* WHAT YOU SHOULD DO:
Your answer must be the full set of records, repeated exactly.

________________________

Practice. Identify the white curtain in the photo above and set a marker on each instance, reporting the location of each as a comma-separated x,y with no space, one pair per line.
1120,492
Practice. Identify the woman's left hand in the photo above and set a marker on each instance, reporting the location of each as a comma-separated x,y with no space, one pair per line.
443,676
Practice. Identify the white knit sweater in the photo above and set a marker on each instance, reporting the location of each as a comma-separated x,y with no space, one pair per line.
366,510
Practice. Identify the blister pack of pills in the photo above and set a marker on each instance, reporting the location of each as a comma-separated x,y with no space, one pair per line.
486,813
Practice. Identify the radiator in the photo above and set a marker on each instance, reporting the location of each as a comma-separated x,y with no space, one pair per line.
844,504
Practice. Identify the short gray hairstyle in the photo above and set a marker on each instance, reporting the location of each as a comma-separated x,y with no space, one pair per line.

________________________

* EXERCISE SOLUTION:
Practice. Identify the white curtain in the photo above and set a marker on each instance, reporting the location of each as a comma-separated x,y with no space, one pair per line.
1120,492
Practice. Identify the woman's left hand in the photo above and set a marker on each instance, reporting the location of each as a comma-separated x,y with no space, one pair per line.
443,676
Practice. Identify the white knit sweater in the photo above and set a marker on each instance, reporting the location of each as a comma-separated x,y with no space, one pair per line.
366,510
Practice. Identify the blister pack of pills in the photo above and set a marker on each instance, reporting the location of each as a comma-separated x,y with no space, one pair per line.
486,813
Practice. Identify the radiator in the photo above and set a marker on each instance, reporting the location of each as a comma-separated x,y with no space, one pair per line.
844,504
Practice. Identify the short gray hairstyle in the photo above and set a marker on each instance, reporting the location of each as a comma-separated x,y with no space, one pair per line.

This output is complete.